▶ [Instructions to follow]: Each entry must be duplicated precisely, with nothing left out.

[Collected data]
==========

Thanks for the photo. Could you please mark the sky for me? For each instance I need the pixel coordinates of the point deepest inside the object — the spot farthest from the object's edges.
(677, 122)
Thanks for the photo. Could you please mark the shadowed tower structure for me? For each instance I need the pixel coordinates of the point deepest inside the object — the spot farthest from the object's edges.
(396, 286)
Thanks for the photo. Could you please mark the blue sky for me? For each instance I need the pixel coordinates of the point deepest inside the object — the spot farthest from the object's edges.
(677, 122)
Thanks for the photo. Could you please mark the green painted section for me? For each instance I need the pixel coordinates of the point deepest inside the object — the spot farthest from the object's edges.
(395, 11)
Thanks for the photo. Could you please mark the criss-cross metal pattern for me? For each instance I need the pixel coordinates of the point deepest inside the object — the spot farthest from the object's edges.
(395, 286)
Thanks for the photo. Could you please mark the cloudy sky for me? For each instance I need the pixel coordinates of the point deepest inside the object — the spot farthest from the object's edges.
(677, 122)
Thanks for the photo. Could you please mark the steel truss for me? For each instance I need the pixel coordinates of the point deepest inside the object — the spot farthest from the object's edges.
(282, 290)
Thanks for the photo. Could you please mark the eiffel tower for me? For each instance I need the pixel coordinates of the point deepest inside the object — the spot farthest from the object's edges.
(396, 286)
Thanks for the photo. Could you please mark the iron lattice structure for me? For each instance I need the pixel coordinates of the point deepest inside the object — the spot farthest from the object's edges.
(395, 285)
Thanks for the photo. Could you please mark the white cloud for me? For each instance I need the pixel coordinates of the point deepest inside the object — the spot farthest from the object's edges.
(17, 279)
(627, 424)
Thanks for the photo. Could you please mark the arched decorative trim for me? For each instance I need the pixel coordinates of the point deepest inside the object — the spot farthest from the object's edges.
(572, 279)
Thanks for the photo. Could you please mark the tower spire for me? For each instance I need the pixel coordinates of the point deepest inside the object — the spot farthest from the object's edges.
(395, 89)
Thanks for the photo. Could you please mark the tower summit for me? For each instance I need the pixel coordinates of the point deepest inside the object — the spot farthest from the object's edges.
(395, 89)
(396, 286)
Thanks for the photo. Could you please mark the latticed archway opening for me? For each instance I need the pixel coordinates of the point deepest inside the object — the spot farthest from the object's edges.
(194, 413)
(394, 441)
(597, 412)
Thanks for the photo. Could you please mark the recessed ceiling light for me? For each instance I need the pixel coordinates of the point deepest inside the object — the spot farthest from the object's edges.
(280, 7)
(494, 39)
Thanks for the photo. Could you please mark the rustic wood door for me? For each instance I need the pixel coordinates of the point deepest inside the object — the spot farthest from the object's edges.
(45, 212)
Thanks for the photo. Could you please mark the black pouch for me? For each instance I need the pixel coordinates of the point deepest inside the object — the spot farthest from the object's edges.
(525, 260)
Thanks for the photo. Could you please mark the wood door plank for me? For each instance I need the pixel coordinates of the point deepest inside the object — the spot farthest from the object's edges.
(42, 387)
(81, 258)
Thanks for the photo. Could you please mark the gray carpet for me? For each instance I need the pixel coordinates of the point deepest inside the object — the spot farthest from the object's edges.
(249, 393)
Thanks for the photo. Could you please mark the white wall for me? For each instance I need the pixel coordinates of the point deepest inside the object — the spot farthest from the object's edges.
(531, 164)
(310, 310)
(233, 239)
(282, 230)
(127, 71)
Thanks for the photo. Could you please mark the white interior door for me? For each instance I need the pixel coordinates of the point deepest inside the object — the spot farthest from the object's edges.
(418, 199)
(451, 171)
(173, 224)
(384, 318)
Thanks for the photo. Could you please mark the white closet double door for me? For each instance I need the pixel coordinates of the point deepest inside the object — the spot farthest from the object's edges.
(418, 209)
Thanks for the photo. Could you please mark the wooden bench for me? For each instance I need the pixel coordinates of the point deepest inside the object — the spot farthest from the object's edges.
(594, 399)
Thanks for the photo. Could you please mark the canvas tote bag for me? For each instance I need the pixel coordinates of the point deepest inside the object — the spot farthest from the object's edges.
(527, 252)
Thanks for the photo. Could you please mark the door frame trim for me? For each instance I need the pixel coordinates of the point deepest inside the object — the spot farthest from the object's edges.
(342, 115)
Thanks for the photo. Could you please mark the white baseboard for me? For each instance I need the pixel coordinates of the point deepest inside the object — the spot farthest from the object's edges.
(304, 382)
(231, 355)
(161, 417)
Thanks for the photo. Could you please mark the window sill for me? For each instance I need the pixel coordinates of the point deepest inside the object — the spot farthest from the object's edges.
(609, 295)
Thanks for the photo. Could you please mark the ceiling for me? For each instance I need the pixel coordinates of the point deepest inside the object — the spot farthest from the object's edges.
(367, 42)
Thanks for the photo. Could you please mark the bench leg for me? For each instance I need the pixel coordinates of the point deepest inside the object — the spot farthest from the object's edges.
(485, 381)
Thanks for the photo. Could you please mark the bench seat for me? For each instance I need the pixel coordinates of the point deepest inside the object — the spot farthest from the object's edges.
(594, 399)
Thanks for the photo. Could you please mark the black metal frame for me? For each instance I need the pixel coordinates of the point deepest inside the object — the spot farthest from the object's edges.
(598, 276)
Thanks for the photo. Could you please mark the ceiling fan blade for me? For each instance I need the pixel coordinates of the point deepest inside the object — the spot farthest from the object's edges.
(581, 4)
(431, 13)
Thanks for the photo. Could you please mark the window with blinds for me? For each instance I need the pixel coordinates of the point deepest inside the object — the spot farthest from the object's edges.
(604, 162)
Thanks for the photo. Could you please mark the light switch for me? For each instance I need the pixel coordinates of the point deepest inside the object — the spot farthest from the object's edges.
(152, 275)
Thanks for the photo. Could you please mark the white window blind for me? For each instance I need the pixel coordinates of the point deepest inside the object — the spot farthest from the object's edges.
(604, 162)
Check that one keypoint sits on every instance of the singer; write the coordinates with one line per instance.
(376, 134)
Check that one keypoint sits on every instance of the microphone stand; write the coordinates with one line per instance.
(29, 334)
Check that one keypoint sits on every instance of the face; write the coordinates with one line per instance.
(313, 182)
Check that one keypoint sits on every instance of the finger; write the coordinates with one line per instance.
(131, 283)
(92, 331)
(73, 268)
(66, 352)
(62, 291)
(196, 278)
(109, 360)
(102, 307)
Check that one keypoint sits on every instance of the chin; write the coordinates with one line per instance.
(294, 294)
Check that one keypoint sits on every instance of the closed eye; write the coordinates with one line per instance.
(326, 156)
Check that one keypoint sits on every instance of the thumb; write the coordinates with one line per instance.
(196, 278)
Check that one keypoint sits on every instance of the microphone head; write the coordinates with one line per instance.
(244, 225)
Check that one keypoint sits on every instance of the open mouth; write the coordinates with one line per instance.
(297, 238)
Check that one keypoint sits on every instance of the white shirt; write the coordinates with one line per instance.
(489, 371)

==========

▶ [Exercise result]:
Thanks for the photo. Could you please mark the sky for me? For each instance I need the pixel coordinates of the point deepest inside the object — the spot farthest from the object's edges.
(677, 122)
Thanks for the photo. Could you please mark the shadowed tower structure for me? For each instance I need the pixel coordinates of the point deepest inside the object — the spot farthest from the object's edges.
(396, 286)
Thanks for the photo. Could you please mark the blue sky for me? For each instance I need the pixel coordinates of the point deepest inside the object — the spot farthest from the object's edges.
(677, 122)
Thanks for the photo. Could you please mark the green painted section for me? For each instance I need the pixel coordinates of the point deepest inside the object — the spot farthest from the object's edges.
(395, 11)
Thanks for the photo. Could you please mark the criss-cross metal pattern for me? For each instance I need the pixel coordinates of the point deepest inside the object — the spot farthest from the object's edges.
(395, 286)
Thanks for the photo. Could you please mark the cloudy sky for me? For each instance I need the pixel coordinates of the point deepest inside the object — the spot farthest from the object's edges.
(677, 122)
Thanks for the photo. Could you please mark the steel truss for me? For each instance I need the pixel coordinates of the point deepest inside the object — the spot farthest from the object's edges.
(282, 290)
Thanks for the photo. Could you please mark the eiffel tower for me? For each instance I need the pixel coordinates of the point deepest inside the object — the spot farthest from the object's edges.
(396, 286)
Thanks for the photo. Could you please mark the iron lattice structure for me? For each instance I need the pixel coordinates of the point deepest inside the object — the spot farthest from the object's edges.
(395, 285)
Thanks for the photo. Could you please mark the white cloud for me? For each instance I need the pixel coordinates of the point deepest inside the object — the spot farthest from the object's edges.
(17, 279)
(627, 424)
Thanks for the photo. Could you please mark the arched decorative trim for me? For each instance I need the pixel coordinates of the point deepest inside the object — the spot farthest from the object's edges.
(572, 279)
Thanks for the photo. Could you please mark the tower spire for me? For each instance I need the pixel coordinates of the point deepest inside the object — the spot farthest from the object's edges.
(395, 89)
Thanks for the photo. Could you please mark the tower summit for me? For each instance I need the pixel coordinates of the point deepest inside the object — the spot farthest from the object's edges.
(395, 89)
(396, 286)
Thanks for the photo. Could you please mark the latticed archway opening for me? For each instance I need the pixel coordinates of the point deepest inside the object — the spot farthest from the object's edges.
(194, 413)
(394, 441)
(597, 412)
Thanks for the photo. Could you please mark the recessed ceiling light for me? For each instance I need the pixel coordinates of the point deepest inside the object — the spot farthest from the object's edges.
(280, 7)
(494, 39)
Thanks for the photo. Could you please mark the rustic wood door for me? For each instance I need the pixel coordinates of the point deepest inside the object — the spot farthest from the object's edges.
(45, 212)
Thanks for the photo. Could you please mark the black pouch for me? For each instance I need the pixel coordinates of the point deepest inside the object — the spot farthest from the object's edges.
(525, 260)
Thanks for the photo. Could you please mark the wood door plank for me? For each instance I need the pixel coordinates of the point deepest inside the object — the spot farthest from the object's edges.
(42, 387)
(81, 258)
Thanks for the photo. Could you please mark the gray carpet for me? For each instance I need the pixel coordinates of the point deepest inside the object — the spot farthest from the object's edges.
(249, 393)
Thanks for the photo. Could you please mark the white wall for me? For each instance I need the pixel coordinates of the point deepest inside the object — the spot farthest from the object's edges.
(531, 164)
(310, 310)
(233, 239)
(282, 230)
(127, 71)
Thanks for the photo. Could you please mark the white interior door for me? For each instance I need the pixel coordinates of the point deepest inside the object — the spot farthest from the object's edges.
(418, 199)
(451, 171)
(173, 224)
(384, 318)
Thanks for the photo. Could you please mark the white closet double door for me? For each instance I need the pixel coordinates of the point deepest inside the object — the spot farthest from the object's edges.
(418, 209)
Thanks for the photo. Could you please mark the wooden bench for me? For each instance I need the pixel coordinates of the point deepest inside the object — the spot farthest from the object's edges.
(594, 399)
Thanks for the photo. Could you please mark the canvas tote bag for me? For each instance I need the pixel coordinates of the point deepest inside the object — the spot farthest from the object's edges.
(527, 252)
Thanks for the photo. Could you please mark the door frame trim for me? For each instance I need the pixel coordinates of the point deepest inside the object — the spot farthest from the object's edges.
(342, 115)
Thanks for the photo. Could you please mark the white baseboard for me? For each instance I need the pixel coordinates of the point deepest inside the object — the spot farthest from the object's edges.
(304, 382)
(231, 355)
(161, 417)
Thanks for the photo. Could you please mark the window sill for me? For each instance I need the pixel coordinates of the point deepest inside the object — the spot farthest from the object's edges.
(609, 295)
Thanks for the photo. Could you please mark the ceiling for me? For each instance I need the pixel coordinates of the point deepest inside the object — the spot farthest from the object's edges.
(367, 42)
Thanks for the photo. Could you please mark the bench leg for me? For each instance I need the pixel coordinates of the point deepest inside the object — the spot farthest from the object's edges.
(485, 381)
Thanks for the photo. Could you please mark the bench seat for me? For each instance I need the pixel coordinates of the point deepest inside the object — the spot farthest from the object's edges.
(594, 399)
Thanks for the photo. Could you please mark the black metal frame for me? For each instance I need the pixel coordinates of the point deepest inside the object — the spot farthest from the object's edges.
(598, 276)
Thanks for the photo. Could you please mark the ceiling fan blade for me? For each instance I need the pixel coordinates of the point deepest inside the object — the spot farthest from the object's edges.
(581, 4)
(431, 13)
Thanks for the photo. Could you please mark the window with blinds for me? For each instance I need the pixel coordinates of the point deepest inside the object — the spot farthest from the object's edges.
(604, 162)
Thanks for the photo. Could you please mark the light switch for me? For each instance I need the pixel coordinates of the point deepest inside the object — the spot farthest from the object's edges.
(152, 275)
Thanks for the photo. Could you please mark the white window blind for me? For each instance I need the pixel coordinates of the point deepest inside the object — the spot farthest from the object's edges.
(604, 162)
Check that one keypoint sits on every instance of the singer; write the coordinates with one line per instance.
(376, 134)
Check that one keypoint sits on every instance of the microphone stand; write the coordinates with one line per instance.
(29, 334)
Check that one keypoint sits on every instance of the face; write the coordinates with one line per instance.
(313, 182)
Check that one keypoint sits on every instance of the finger; write the coordinates with one line per instance.
(131, 283)
(92, 331)
(73, 268)
(66, 352)
(62, 291)
(196, 278)
(109, 360)
(102, 307)
Check that one keypoint sits on every instance of the chin; write the coordinates with one line per instance.
(294, 294)
Check that one keypoint sits on every instance of the closed eye; write the coordinates with one line per instance.
(326, 156)
Check that one keypoint sits on every instance of the thumb; write the coordinates with one line per instance.
(196, 278)
Check that one keypoint sits on every instance of the microphone head; write the coordinates with one line per instance.
(244, 225)
Check that one keypoint sits on every instance of the open mouth; write the coordinates with one line per instance.
(297, 238)
Check that one keypoint sits on every instance of the white shirt; write the coordinates with one line per instance.
(489, 371)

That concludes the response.